**Text excerpt:**
====================

Zellaton Reference MkII Loudspeaker

Over the last twenty-five years I’ve heard a lot of fine equipment at trade shows around the world. Only twice have I been stopped in my tracks by a sound so uncannily realistic it literally made me do a double take. This happened, a decade or so ago, at CES with the Scaena Iso-Linear loudspeaker array. And again, just three years past, in Munich with an earlier version of the speakers I’m about to discuss, the Zellaton Reference MkIIs. In both cases I was so amazed that, one by one, I tracked down every other member of our staff and dragged him back with me to hear what I’d heard. It should go without saying that, in both cases, I immediately asked for review samples.

Alas, the Scaenas didn’t fulfill their promise in my listening room (not wholly the speakers’ fault, BTW), but the Zellaton References, now in their MkII iterations, are a different story. Before I tell that story, you should know that the Reference MkIIs are not for everyone, and I don’t just mean because of their incredibly high price tag ($150k per pair). Unlike several other truly great loudspeakers, the Reference MkIIs are targeted quite specifically at one kind of listener and one only—the kind this magazine was dedicated to at its founding. If your taste runs to classical music, large-scale or small, or acoustic music from jazz to pop, then the Zellatons have certain virtues that other transducers—even other far more expensive transducers—don’t have (or don’t have to the same extent). If, on the other hand, you’re into rock, electronica, or other types of hard-driving amplified music—or if you simply can’t live without the whip-crack transients and midbass slam that certain speakers deliver in abundance—you can do better than the Reference MkIIs for a lot less money.

====================

**To be done:**
1 - Please repeat the passage of the Zellaton review starting at "Zellaton Reference MkII Loudspeaker" and ending at "for review samples.", changing "double take" to "second look".
2 - What price per pair does the Zellaton review give for the Reference MkIIs?
The listing comes from a separate source than the Zellaton review.

**Data entries:**

====================

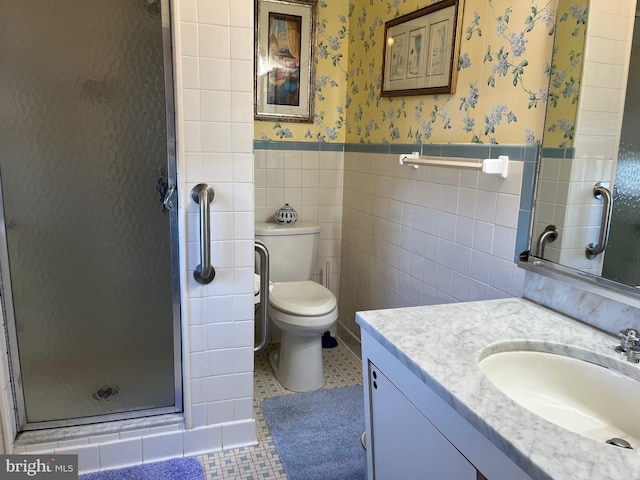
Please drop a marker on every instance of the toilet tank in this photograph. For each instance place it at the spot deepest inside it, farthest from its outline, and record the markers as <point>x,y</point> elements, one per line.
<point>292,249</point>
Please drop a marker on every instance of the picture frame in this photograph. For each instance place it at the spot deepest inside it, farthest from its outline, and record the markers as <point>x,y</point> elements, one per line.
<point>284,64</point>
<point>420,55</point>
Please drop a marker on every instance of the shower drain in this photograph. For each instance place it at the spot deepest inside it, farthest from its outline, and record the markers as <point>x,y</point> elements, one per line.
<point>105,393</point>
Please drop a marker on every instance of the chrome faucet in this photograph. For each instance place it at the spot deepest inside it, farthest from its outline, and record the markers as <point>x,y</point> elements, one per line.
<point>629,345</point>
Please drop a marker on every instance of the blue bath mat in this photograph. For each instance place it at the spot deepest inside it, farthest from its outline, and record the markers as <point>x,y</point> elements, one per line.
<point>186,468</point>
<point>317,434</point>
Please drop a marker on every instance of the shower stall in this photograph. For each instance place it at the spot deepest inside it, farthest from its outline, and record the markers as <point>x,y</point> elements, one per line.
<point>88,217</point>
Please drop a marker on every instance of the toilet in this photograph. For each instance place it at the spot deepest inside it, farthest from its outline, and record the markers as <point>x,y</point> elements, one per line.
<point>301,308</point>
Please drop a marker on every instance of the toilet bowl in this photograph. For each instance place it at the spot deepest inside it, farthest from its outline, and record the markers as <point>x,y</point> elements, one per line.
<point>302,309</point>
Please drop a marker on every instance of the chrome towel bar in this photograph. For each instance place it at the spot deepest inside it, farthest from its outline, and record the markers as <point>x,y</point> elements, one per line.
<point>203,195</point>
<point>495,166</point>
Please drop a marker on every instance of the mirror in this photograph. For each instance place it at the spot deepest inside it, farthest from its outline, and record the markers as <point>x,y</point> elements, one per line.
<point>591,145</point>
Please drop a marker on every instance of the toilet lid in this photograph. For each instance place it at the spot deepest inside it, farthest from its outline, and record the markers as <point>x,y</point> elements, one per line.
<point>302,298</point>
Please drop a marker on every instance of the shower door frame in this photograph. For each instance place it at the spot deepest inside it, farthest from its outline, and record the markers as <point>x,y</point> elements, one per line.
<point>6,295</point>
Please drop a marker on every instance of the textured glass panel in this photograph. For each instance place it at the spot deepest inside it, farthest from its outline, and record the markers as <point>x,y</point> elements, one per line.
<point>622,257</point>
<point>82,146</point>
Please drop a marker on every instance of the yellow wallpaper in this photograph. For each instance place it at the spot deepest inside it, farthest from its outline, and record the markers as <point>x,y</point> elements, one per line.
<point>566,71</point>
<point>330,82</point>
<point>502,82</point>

====================

**Written responses:**
1 -
Zellaton Reference MkII Loudspeaker

Over the last twenty-five years I’ve heard a lot of fine equipment at trade shows around the world. Only twice have I been stopped in my tracks by a sound so uncannily realistic it literally made me do a second look. This happened, a decade or so ago, at CES with the Scaena Iso-Linear loudspeaker array. And again, just three years past, in Munich with an earlier version of the speakers I’m about to discuss, the Zellaton Reference MkIIs. In both cases I was so amazed that, one by one, I tracked down every other member of our staff and dragged him back with me to hear what I’d heard. It should go without saying that, in both cases, I immediately asked for review samples.

2 - $150k per pair.